■ Directions
1: In the passage on examining electrical injuries, what voltage is usually involved in low-voltage cases that produce flash or thermal burns?
2: Using the passage on examining electrical injuries, explain why it matters to recognize arc burns.
Passage shown: Begin
Include a careful documentation of injuries in the physical examination. Depending on the voltage, some differences exist when examining the patient. Because litigation may well be involved at a later date, photographs of the injuries should be taken, with proper releases, and filed in the patient's medical records.

  • High voltage (and occasionally, low voltage with flash burns): Burns characterize these cases. Some attention to the characteristics and nature of the burns assist in treatment.
    • Flash or thermal burns
      • These are observed in some low-voltage (usually 480 V) and occasionally in high-voltage injuries.
      • These burns appear to be indistinguishable from ordinary thermal burns and often do not have an internal electrical component.
      • Using the same techniques as with any burn case, diagram the body areas and estimate severity.
    • Arc burns of a circuit with the patient in the circuit
      • Arc burns characteristically have a dry parchment center and a rim of congestion about them. The central parchment area may be smaller than 1 mm or may be as large as several centimeters.
      • Recognition of these injuries is important in assessing the extent of internal damage, as the pathway of the circuit may be estimated.
    • Contact burns
      • Contact electrical burns generally have a pattern from the contacted item (branding) and are generally more limited in size than flash burns, although their appearance in the ED is nearly identical to flash burns.
      • One means of distinguishing between the 2 burns involves hair-bearing skin; in such skin, a contact burn of apparent full thickness has unburned hair, whereas a flash burn always singes the hair. The hair is generally gone following transport to the ED.
    • Documenting types of burns
      • Arc and contact burns are associated with internal electrical injury; flash burns are not.
      • Entrance and exit burns in alternating electrical injuries are not possible because AC does not produce such wounds. In general, burns are usually on the skin where the person touched an energized circuit and where he or she was grounded. These are markers of where the circuit traversed the body.
  • Low voltage: Low-voltage injuries may involve flash burns from various sources. These behave exactly as ordinary thermal burns and should be documented as such.
    • Arcing burns
      • Arcing burns are not observed in low-voltage injuries.
      • Thermal burns from arcs, in which the arc traveled from an energized conductor to a grounded conductor, are observed. These are the flash type.
    • Direct contact burns
      • Direct contact burns are observed only if the circuit through the person was prolonged for more than a few seconds.
      • Low voltage contains insufficient heat to produce skin burns quickly. Thus, the areas where electrical contact occurred often are not distinguishable on physical examination or only exhibit focal erythema.
  • Lightning: Findings in a lightning strike victim are widely variable. Burns generally are not significant but should be documented. They generally are of the flash type. Singeing of the hair without burning is characteristic. Look for the following items, which are not routine:
    • Scrotal and penile burns
      • In males, occasional burning occurs on the undersurface of the scrotum. This injury needs to be identified for early treatment.
Passage shown: End
Stored data: Begin
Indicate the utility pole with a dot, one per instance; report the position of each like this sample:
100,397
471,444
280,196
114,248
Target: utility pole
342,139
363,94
Stored data: End
■ Solutions in order
1: Usually 480 V.

2: Recognizing arc burns helps in judging how much internal damage has occurred. These burns allow the pathway of the circuit through the body to be estimated.